-- WRITTEN REQUEST --
Rewrite the entries from the line with "of the group" to the line with "column 392, row 129", changing "population tally" to "headcount" and leaving everything else as it stands.
[Begin DATASET EXTRACT]
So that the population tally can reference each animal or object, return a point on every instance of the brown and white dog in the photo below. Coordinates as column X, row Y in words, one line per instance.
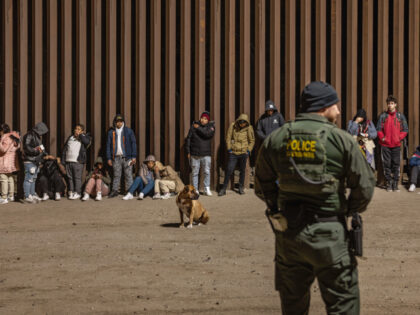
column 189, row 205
[End DATASET EXTRACT]
[Begin DATASET EXTRACT]
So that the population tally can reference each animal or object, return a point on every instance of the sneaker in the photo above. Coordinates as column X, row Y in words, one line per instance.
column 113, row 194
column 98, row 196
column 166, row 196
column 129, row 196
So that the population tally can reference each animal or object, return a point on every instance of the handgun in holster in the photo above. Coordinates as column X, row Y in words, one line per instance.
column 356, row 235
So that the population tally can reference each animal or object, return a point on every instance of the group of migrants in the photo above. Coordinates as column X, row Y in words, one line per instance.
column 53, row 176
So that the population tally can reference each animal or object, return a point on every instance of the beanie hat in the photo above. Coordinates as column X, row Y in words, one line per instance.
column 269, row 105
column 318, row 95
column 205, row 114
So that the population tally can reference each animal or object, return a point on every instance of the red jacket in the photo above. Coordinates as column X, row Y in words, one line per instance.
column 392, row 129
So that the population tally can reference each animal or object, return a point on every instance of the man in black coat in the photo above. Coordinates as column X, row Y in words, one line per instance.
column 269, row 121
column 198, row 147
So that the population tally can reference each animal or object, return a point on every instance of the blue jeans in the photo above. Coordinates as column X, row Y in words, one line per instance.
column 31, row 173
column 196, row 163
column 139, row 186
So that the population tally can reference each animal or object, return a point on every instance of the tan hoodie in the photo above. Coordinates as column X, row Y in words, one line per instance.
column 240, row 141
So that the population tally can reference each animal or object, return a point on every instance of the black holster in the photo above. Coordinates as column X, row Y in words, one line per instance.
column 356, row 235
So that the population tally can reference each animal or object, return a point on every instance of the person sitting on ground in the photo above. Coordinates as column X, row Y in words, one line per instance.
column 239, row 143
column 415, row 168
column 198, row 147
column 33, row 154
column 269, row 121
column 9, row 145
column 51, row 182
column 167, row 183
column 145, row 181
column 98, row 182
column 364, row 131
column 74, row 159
[End DATASET EXTRACT]
-- OUTPUT OF THE EXERCISE --
So that the headcount can reference each animal or object, return a point on every instance of the group of migrants in the photo above. Coordinates as column X, row Y in words, one line per instance.
column 53, row 176
So that the headcount can reference each animal or object, return a point on every instance of the beanie hat in the photo above. Coordinates as column X, row Y in words, one line per instance.
column 269, row 105
column 318, row 95
column 205, row 114
So that the headcount can reference each animal or object, return a point on every instance of the red jacket in the photo above. Coordinates as column X, row Y in words, one line per instance.
column 392, row 129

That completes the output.